Input ▸
·····

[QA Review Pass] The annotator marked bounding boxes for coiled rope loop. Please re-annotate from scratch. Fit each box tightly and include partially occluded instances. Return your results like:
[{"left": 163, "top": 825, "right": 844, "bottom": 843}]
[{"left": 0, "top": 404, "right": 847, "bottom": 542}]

·····

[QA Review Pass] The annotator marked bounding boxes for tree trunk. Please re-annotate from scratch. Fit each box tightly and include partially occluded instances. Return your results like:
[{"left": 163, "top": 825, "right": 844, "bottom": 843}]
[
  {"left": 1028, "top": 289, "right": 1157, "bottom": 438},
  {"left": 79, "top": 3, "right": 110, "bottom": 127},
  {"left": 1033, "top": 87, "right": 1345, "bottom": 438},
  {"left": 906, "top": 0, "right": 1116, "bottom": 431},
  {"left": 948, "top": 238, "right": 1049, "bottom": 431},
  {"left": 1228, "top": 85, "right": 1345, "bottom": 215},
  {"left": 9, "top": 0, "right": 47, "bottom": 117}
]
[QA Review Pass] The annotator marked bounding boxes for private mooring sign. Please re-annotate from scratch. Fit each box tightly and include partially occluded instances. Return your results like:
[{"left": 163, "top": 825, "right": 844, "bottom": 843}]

·····

Set task ▸
Pull out each line above that contains the word "tree". Case counts.

Task solution ▸
[QA Review Pass] The annotator marked bounding boxes for tree trunk. Please re-annotate from scratch. Fit each box tightly and include partially occluded instances. Return your results like:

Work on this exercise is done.